EXERCISE DESCRIPTION:
Your task is to write out exactly the lines from the line containing "Please locate the green foliage" through the end of the records, inclusive at both ends.
---- RECORD EXCERPTS
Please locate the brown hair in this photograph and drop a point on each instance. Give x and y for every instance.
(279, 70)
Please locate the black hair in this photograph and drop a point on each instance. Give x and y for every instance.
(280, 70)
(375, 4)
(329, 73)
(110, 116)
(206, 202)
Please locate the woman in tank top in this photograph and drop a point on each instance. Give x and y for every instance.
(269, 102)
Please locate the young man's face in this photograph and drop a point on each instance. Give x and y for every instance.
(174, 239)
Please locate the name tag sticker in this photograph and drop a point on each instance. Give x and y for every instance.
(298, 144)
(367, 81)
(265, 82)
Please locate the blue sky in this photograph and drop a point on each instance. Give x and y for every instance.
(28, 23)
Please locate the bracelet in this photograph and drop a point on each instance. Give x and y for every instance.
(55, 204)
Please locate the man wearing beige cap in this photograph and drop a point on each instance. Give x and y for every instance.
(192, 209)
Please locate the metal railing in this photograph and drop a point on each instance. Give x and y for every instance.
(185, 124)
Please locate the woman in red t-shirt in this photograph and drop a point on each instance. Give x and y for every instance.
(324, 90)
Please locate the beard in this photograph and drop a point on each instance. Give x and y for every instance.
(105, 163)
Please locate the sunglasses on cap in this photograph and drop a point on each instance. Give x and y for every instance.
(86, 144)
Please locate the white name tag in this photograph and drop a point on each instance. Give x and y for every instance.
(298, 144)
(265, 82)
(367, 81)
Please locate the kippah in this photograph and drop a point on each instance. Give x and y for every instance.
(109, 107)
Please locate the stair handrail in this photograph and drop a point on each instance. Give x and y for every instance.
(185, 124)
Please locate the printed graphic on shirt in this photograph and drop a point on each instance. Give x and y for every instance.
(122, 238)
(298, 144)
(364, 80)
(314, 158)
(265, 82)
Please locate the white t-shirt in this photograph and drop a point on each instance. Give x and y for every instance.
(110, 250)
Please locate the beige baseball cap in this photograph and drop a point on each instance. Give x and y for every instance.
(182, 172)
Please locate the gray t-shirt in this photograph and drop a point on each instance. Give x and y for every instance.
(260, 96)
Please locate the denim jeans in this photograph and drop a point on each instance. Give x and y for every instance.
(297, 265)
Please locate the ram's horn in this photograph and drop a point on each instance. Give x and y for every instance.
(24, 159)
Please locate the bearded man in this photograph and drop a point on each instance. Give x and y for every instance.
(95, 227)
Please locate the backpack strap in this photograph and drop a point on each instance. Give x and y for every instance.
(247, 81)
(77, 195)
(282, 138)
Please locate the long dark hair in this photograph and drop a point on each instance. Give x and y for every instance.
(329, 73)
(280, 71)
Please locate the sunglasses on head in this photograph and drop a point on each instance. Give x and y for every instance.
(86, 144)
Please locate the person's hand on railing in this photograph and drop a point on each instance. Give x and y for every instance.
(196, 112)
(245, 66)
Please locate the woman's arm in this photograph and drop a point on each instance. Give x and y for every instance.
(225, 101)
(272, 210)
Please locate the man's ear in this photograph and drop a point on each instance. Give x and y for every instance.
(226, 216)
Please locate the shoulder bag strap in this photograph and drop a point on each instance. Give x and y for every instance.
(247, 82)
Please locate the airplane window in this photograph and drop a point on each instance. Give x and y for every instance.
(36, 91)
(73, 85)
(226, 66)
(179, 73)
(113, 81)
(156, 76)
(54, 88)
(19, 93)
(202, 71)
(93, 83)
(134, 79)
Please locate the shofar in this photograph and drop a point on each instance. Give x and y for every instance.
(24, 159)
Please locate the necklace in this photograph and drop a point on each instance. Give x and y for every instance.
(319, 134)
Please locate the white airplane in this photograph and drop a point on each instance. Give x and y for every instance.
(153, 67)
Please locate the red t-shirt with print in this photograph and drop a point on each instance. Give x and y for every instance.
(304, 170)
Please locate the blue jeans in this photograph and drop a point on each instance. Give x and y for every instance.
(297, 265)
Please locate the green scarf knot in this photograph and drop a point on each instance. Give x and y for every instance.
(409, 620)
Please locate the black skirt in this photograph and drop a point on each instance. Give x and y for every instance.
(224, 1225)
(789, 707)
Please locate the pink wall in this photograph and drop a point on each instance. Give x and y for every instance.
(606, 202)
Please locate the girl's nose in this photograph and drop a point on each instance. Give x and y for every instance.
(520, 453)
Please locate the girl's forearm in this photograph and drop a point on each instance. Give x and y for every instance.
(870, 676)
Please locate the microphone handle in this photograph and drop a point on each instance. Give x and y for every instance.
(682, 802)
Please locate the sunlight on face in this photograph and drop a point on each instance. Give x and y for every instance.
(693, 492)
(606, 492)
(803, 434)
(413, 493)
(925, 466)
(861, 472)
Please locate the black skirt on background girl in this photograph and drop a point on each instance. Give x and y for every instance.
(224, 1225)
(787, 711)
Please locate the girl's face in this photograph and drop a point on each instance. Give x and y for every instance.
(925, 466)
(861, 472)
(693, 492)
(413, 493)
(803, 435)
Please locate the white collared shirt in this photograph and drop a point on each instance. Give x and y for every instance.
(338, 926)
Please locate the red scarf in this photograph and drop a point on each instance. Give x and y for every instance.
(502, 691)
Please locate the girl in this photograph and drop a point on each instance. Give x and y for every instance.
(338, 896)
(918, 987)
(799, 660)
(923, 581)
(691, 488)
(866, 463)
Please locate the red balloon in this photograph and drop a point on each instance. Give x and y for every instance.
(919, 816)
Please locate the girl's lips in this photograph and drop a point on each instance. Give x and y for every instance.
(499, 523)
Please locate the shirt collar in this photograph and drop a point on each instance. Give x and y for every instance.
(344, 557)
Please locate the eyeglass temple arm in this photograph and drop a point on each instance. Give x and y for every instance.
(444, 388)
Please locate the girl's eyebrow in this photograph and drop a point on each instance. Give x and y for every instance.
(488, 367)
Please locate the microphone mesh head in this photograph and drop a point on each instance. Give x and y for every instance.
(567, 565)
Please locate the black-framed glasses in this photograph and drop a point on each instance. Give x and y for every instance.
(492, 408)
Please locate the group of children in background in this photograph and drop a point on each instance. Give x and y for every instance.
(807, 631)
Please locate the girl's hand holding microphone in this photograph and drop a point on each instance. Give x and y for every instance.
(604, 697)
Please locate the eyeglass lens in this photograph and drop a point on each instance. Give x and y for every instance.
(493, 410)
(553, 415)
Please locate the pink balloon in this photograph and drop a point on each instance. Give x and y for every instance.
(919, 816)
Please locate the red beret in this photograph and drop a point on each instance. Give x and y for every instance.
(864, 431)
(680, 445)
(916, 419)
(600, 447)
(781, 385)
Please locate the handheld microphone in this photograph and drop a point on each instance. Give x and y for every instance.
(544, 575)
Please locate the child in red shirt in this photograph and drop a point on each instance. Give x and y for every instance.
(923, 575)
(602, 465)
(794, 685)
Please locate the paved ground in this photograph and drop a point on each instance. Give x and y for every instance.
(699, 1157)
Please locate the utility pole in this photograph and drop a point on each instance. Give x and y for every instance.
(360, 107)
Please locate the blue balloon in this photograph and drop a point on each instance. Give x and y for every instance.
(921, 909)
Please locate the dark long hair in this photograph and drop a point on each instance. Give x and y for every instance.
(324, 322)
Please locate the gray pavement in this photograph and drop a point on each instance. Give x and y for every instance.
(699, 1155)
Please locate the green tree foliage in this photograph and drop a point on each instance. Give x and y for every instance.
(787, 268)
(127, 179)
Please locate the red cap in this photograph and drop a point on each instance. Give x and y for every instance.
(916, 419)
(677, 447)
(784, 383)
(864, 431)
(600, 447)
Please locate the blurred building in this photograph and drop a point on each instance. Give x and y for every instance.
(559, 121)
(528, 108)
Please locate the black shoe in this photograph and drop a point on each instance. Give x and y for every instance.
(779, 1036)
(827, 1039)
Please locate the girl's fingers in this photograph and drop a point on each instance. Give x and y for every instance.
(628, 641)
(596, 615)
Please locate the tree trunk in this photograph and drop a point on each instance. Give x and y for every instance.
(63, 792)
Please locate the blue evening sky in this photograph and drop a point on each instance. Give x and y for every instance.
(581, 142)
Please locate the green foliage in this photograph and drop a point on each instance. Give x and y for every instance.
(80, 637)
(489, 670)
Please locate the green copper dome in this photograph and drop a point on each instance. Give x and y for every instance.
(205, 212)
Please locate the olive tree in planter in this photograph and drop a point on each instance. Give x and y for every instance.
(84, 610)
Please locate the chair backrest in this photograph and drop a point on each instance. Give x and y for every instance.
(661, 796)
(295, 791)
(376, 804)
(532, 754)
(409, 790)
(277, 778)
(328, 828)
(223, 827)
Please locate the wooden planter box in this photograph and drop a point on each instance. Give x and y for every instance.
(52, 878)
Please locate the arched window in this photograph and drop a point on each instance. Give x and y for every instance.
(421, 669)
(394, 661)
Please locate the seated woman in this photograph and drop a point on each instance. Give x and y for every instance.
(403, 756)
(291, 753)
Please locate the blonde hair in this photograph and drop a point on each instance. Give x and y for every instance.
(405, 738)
--------
RESULT:
Please locate the green foliage in this photograph and drop a point on each instance. Give x and y for every instance.
(80, 637)
(489, 670)
Please locate the green copper dome in this photograph and drop a point on each instance. Give x and y for every instance.
(205, 212)
Please locate the olive tree in planter in this photograph and drop a point on each instance. Give x and y for every instance.
(84, 610)
Please locate the chair backrest in this photograph and drop a point on each instance. Give x and y for every instance.
(661, 796)
(295, 791)
(376, 804)
(532, 754)
(409, 790)
(277, 778)
(328, 828)
(223, 827)
Please locate the wooden planter box in this photograph and drop a point on each instance. Give x and y for every instance.
(52, 878)
Please locate the arched window in this photograph and drop a point on each instance. Give x and y for every instance.
(421, 669)
(394, 661)
Please locate the seated woman in this photograph and drop a point on each instance. Give x and y for every instance.
(403, 756)
(291, 753)
Please locate the blonde hair in this photograph and drop a point on each instance. Give x and y for every instance.
(405, 738)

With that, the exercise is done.